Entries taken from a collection
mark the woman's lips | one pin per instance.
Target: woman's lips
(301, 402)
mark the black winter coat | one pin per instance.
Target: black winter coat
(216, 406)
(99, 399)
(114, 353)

__WHAT YOU ARE ASKED TO DO__.
Note each line above that holds "instance", then copy all of them.

__WORKED SOLUTION__.
mark the woman's lips | one pin per instance.
mark the black winter coat | one pin per instance.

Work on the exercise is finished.